### ENUNCIADO A
Copie sem alterações o trecho do texto sobre pecuária e desmatamento que começa em "Por exemplo, quando" e termina em "hectares nessas condições.".
### ENUNCIADO B
Indique se cada afirmação concorda com o texto sobre pecuária e desmatamento. Responda sim ou não e cite literalmente as palavras do texto que decidem a questão. (i) Há 11 milhões de hectares que precisam ser recuperados. (ii) Em 1970, o plantio direto ocupava 30 milhões de hectares. (iii) Em Copenhague, a projeção para 2020 era de 3,5 milhões de hectares de sistemas integrados.

Por exemplo, quando houve o embargo aos municípios que mais desmatavam, os produtores começaram a trabalhar com tecnologia e a melhorar a eficiência produtiva, principalmente na Amazônia. Hoje, alguns resultados interessantes mostram que, em áreas onde o desmatamento está reduzindo, a produção pecuária aumenta. Estamos, numa mesma área, produzindo mais carne por hectare, sem desmatamento e com baixa emissão de gases de efeito estufa. São mais de 30 milhões de hectares nessas condições.

Existem outros 11 milhões de hectares que estão na situação contrária e que precisam ser recuperados. É onde ganha importância a chamada Agricultura de Baixa emissão de Carbono (ABC) que privilegia a recuperação de pastagens degradadas como principal linha de financiamento. Uma segunda linha de financiamento são os chamados sistemas integrados. Também conhecidos como integração lavoura-pecuária ou lavoura-pecuária-floresta.

Avalia-se que existam hoje algo entre 3,0 e 3,5 milhões de hectares de integração lavoura-pecuária e lavoura-pecuária-floresta. Em Copenhague, a projeção para o ano de 2020 era para 4 milhões de hectares. No momento em que sequestrar carbono e aumentar a eficiência produtiva viraram prioridades mundiais, fica evidente que a adoção dos sistemas integrados será ainda mais disseminada. Em 1970, começou-se uma discussão sobre o plantio direto. Eram utilizados entre 100 mil a 150 mil hectares. Atualmente, são 30 milhões de hectares. A integração lavoura-pecuária provavelmente deve ter este mesmo destino, nos 150, 160 milhões de hectares de pastos.

### MATERIAL FORNECIDO

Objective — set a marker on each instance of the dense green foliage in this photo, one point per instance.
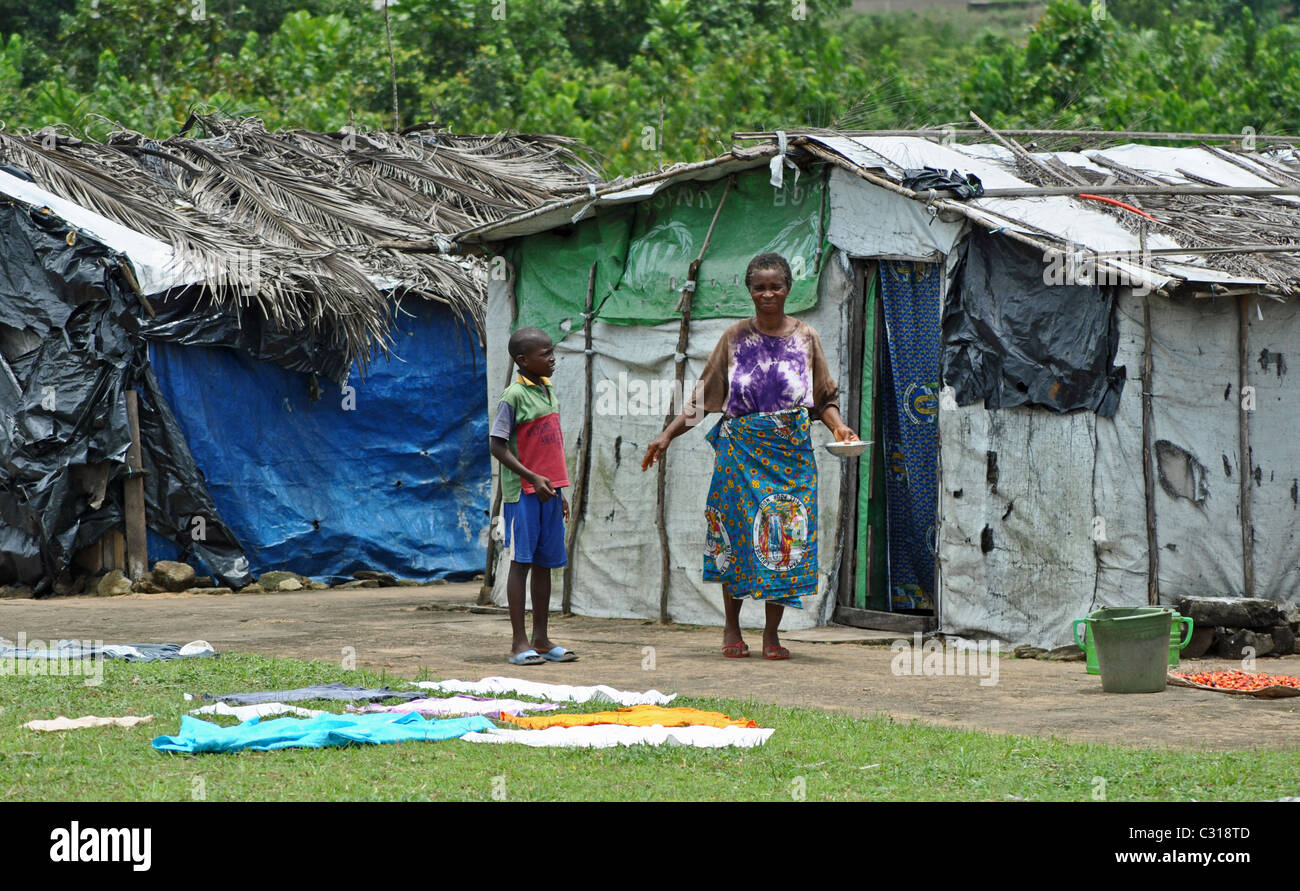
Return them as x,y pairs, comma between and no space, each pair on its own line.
605,70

### RESPOSTA ESCRITA A
Por exemplo, quando houve o embargo aos municípios que mais desmatavam, os produtores começaram a trabalhar com tecnologia e a melhorar a eficiência produtiva, principalmente na Amazônia. Hoje, alguns resultados interessantes mostram que, em áreas onde o desmatamento está reduzindo, a produção pecuária aumenta. Estamos, numa mesma área, produzindo mais carne por hectare, sem desmatamento e com baixa emissão de gases de efeito estufa. São mais de 30 milhões de hectares nessas condições.

### RESPOSTA ESCRITA B
(i) Sim: "Existem outros 11 milhões de hectares que estão na situação contrária e que precisam ser recuperados."
(ii) Não: "Eram utilizados entre 100 mil a 150 mil hectares."
(iii) Não: "Em Copenhague, a projeção para o ano de 2020 era para 4 milhões de hectares."